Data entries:
(begin)
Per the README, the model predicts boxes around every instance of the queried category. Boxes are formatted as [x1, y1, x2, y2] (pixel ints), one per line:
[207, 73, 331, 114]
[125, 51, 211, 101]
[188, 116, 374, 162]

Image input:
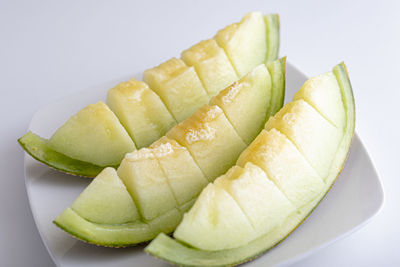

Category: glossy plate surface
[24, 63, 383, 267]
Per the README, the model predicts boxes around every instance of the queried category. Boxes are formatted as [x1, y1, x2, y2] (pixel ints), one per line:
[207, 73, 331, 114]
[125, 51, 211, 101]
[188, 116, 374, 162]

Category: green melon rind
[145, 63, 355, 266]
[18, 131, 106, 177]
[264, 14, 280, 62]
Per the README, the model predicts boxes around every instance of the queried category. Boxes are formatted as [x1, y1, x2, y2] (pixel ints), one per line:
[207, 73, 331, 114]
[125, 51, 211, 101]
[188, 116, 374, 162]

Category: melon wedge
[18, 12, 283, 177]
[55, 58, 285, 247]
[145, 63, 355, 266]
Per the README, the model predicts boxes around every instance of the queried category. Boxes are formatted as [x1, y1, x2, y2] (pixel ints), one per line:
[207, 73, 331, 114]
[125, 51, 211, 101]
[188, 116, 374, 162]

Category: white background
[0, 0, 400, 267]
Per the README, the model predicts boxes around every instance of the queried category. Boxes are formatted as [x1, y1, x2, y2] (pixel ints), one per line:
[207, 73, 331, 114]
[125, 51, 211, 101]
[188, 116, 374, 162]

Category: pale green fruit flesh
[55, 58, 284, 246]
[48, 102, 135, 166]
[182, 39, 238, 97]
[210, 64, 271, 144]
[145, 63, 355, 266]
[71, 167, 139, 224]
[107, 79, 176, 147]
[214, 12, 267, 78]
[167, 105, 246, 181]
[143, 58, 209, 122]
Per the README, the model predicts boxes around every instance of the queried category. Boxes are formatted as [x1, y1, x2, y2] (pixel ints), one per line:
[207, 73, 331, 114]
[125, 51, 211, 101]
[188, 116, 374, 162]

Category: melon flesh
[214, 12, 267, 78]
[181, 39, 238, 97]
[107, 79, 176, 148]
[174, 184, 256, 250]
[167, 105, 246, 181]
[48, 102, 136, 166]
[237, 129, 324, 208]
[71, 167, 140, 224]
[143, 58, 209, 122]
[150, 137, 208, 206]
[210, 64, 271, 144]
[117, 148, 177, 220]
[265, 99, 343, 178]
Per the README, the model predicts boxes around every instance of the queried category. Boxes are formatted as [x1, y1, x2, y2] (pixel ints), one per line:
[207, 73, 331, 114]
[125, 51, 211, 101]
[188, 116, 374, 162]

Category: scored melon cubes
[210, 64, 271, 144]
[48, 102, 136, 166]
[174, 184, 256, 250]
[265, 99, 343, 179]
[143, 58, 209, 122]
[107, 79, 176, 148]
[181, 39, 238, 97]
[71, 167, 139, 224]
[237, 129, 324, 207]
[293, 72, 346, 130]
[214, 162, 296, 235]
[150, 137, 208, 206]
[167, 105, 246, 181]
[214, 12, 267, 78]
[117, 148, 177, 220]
(end)
(begin)
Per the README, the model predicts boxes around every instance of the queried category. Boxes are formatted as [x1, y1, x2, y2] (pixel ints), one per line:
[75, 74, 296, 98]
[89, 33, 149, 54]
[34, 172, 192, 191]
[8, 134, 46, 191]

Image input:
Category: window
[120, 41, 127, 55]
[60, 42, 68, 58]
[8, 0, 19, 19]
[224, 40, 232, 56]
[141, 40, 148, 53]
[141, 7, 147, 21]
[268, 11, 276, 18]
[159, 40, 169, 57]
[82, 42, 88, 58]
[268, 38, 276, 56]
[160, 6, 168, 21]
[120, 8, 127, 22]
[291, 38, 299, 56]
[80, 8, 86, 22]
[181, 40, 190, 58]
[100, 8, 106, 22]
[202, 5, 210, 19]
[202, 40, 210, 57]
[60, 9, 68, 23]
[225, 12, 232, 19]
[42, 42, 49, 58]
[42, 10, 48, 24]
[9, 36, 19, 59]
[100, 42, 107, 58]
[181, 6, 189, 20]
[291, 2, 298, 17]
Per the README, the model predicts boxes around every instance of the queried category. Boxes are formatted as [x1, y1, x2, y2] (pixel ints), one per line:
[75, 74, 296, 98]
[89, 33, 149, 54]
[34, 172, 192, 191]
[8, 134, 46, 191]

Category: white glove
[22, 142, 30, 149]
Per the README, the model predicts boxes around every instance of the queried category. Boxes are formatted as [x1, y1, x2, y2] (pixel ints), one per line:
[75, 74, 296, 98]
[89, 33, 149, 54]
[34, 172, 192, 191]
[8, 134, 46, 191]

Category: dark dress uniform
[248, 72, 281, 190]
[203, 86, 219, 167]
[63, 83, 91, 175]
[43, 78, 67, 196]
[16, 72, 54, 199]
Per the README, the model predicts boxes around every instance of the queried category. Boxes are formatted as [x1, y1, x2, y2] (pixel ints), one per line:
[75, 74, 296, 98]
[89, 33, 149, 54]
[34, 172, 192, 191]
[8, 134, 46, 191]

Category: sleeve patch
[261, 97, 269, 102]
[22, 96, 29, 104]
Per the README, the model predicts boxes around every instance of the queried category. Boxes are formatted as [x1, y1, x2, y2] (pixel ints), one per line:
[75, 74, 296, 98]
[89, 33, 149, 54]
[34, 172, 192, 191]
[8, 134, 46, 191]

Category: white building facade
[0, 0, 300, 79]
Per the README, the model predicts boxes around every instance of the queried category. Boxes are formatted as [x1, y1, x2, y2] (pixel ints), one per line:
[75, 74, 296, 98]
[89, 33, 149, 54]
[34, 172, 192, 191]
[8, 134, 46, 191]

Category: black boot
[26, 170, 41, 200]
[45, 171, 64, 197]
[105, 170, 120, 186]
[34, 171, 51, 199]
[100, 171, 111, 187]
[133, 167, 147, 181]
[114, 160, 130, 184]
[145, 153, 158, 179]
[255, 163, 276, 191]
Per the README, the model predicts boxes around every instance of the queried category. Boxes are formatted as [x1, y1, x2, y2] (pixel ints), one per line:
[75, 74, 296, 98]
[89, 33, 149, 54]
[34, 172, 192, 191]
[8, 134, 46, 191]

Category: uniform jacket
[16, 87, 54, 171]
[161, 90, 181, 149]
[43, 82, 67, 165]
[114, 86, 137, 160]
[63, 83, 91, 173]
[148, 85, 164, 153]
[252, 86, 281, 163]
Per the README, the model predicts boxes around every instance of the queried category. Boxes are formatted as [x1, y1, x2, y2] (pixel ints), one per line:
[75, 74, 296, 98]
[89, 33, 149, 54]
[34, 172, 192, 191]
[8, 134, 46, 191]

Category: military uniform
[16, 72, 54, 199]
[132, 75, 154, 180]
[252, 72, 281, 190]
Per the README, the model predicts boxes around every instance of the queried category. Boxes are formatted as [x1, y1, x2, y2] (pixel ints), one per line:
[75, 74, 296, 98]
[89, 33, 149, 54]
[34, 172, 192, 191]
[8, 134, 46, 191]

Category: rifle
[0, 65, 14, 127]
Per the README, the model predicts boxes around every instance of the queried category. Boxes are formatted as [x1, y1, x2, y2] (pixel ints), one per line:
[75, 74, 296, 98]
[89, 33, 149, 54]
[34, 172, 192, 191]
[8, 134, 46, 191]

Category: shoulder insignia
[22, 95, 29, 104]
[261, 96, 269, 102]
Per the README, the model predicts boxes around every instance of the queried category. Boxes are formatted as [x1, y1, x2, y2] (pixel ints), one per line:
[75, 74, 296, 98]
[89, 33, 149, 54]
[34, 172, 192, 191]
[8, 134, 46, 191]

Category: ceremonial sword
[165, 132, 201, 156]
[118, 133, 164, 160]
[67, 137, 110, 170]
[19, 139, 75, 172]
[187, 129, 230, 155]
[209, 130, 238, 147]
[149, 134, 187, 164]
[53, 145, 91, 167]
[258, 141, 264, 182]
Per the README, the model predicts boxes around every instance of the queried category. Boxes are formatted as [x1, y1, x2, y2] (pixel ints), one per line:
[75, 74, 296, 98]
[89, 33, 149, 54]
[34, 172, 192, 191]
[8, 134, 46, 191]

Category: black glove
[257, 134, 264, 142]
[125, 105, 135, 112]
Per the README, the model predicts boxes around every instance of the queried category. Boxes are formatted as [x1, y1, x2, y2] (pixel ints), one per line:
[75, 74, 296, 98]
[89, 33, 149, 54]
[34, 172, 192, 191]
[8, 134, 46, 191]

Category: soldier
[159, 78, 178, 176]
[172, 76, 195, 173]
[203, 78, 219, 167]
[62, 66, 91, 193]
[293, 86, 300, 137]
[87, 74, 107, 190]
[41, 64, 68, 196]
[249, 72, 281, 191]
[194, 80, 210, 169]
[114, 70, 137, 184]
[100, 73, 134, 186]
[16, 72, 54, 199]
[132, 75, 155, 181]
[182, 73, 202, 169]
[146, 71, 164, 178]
(end)
- [To do]:
How many lines in the data entries contain the string "white", counting only matches in the same case? Reply with the number alone.

- [Solution]:
3